WHAT IS ASKED
Please pull out every line below that contains the word "throw", and copy each of those lines in full.
* START INFORMATION GIVEN *
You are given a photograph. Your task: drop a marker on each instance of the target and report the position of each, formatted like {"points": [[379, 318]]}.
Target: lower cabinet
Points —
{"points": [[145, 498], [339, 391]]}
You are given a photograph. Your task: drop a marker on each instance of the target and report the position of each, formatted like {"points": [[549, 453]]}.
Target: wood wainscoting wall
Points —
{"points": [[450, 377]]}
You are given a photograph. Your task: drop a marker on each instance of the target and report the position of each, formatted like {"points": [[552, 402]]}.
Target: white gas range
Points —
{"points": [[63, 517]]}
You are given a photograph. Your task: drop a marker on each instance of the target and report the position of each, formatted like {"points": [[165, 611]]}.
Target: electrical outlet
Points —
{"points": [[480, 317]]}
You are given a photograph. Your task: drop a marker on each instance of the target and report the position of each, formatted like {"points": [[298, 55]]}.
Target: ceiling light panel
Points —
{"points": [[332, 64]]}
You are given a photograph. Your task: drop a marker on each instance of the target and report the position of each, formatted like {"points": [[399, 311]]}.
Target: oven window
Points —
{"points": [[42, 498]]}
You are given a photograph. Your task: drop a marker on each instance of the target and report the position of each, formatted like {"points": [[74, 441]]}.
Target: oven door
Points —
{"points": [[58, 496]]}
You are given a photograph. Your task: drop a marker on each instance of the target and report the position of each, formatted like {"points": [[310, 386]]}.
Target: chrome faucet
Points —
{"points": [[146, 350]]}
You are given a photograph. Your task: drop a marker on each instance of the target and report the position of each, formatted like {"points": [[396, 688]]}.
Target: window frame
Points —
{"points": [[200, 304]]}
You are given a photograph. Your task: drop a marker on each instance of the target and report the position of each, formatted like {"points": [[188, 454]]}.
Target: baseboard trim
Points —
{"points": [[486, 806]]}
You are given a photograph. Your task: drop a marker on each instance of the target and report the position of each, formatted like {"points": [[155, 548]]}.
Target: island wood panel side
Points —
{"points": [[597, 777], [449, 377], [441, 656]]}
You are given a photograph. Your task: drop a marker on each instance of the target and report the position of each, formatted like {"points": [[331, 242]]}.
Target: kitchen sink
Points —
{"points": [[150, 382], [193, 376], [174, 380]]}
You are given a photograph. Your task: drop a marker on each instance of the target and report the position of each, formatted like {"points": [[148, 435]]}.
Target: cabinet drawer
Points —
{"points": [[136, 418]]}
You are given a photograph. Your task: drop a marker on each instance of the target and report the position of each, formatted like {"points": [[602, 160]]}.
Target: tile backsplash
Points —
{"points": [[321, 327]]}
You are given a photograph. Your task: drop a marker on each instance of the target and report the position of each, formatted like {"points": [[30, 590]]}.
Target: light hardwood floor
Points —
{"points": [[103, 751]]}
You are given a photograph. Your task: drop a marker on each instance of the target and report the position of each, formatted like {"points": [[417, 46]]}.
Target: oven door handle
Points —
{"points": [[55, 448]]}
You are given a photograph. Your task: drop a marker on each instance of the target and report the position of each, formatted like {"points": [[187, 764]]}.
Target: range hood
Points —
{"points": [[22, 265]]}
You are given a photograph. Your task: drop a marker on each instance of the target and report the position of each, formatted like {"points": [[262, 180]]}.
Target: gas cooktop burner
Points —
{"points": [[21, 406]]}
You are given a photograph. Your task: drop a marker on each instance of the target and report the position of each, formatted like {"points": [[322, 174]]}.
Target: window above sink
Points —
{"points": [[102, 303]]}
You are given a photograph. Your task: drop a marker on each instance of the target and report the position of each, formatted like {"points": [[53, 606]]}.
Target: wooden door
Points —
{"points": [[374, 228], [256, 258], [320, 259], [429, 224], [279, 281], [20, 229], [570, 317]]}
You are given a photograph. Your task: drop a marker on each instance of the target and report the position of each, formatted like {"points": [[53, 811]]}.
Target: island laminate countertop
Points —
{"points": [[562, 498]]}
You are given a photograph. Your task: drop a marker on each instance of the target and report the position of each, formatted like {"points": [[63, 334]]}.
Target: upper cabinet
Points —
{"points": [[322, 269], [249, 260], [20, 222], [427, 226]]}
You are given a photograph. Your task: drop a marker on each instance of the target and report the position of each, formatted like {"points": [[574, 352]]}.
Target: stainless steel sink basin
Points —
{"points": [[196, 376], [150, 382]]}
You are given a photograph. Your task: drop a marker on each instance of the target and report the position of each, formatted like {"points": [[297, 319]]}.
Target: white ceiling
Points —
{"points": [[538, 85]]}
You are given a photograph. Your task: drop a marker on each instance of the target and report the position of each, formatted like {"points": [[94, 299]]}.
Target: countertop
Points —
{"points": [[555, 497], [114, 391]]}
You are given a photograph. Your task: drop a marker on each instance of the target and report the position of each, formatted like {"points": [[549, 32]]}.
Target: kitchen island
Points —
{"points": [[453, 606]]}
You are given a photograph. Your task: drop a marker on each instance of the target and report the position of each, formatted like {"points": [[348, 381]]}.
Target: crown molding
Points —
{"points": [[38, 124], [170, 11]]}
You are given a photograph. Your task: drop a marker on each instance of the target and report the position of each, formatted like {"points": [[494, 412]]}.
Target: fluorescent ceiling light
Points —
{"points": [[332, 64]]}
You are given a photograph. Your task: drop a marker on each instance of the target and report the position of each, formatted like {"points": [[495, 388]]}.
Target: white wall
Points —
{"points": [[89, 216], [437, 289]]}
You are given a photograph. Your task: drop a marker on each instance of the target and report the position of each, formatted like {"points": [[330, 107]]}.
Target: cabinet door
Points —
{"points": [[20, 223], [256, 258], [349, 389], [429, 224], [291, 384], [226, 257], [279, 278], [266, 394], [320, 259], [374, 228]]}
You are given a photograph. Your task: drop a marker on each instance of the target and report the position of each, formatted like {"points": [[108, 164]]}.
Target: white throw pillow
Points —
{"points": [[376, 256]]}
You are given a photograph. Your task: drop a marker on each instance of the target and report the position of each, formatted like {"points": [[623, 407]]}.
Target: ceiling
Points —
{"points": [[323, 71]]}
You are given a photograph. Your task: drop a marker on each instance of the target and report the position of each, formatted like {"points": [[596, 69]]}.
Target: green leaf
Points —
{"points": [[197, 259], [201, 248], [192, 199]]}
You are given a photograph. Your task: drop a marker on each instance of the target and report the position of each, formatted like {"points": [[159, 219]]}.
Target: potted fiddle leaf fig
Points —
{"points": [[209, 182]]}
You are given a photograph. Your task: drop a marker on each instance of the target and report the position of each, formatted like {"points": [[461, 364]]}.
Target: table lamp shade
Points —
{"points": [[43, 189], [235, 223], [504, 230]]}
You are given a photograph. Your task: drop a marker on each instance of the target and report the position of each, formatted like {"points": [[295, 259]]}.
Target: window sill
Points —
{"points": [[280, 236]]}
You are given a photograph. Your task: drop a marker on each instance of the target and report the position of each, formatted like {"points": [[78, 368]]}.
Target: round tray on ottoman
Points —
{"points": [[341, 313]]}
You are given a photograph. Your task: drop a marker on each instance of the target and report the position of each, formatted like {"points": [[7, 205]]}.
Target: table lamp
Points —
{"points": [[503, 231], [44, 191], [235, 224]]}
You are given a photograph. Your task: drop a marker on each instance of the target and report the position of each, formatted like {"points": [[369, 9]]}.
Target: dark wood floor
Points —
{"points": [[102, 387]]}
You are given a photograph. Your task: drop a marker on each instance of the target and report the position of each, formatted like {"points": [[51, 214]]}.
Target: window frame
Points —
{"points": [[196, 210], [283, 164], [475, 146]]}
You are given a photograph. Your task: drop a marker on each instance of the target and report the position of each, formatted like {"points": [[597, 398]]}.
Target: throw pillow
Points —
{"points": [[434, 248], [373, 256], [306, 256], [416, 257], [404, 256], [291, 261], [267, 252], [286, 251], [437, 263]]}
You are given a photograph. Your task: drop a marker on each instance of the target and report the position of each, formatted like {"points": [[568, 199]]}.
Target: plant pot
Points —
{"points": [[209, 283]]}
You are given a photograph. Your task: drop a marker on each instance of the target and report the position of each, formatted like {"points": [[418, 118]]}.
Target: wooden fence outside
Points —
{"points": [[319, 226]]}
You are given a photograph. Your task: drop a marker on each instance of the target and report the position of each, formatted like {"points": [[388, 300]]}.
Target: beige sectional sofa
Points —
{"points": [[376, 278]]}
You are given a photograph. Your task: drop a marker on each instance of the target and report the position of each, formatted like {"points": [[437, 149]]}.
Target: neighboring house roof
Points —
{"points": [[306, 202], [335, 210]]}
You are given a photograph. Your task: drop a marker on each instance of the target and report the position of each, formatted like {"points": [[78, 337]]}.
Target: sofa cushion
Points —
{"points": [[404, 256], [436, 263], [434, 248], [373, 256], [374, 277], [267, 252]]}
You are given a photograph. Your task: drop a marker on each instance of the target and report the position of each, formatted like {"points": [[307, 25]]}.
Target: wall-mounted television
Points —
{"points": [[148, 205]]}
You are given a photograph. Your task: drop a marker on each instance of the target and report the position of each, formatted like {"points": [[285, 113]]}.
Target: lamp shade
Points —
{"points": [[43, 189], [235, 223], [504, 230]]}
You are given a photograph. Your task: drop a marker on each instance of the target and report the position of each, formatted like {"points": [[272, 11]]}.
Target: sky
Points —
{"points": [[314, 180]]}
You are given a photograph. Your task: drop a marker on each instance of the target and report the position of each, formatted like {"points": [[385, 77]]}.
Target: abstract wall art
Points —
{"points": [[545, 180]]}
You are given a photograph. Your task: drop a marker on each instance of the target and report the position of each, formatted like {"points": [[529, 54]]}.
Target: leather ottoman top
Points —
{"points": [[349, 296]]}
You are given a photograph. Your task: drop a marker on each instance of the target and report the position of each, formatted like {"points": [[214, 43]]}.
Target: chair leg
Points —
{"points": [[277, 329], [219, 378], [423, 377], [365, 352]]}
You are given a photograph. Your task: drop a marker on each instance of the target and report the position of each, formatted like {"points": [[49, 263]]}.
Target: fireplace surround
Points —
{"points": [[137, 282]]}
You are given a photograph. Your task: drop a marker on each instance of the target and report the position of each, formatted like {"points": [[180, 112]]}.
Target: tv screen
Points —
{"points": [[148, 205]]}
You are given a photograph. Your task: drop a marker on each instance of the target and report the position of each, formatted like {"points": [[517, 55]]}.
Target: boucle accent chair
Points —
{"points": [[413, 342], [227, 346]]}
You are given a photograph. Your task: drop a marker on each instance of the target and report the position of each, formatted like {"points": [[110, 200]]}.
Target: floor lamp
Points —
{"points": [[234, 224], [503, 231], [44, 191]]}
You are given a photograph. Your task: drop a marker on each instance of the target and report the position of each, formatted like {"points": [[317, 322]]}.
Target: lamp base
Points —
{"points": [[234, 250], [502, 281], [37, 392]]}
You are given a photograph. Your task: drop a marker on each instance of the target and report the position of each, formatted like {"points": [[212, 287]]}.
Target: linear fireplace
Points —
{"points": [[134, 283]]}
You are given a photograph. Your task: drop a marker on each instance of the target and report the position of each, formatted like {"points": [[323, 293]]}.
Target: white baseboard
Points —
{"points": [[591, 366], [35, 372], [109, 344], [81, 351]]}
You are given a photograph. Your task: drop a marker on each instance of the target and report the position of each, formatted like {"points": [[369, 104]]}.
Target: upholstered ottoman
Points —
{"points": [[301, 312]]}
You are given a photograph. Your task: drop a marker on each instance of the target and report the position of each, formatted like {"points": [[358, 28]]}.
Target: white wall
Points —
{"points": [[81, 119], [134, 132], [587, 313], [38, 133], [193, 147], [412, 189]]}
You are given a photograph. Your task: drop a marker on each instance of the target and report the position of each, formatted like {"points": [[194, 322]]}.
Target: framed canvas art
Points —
* END INFORMATION GIVEN *
EXERCISE SOLUTION
Target: white throw pillow
Target: throw pillow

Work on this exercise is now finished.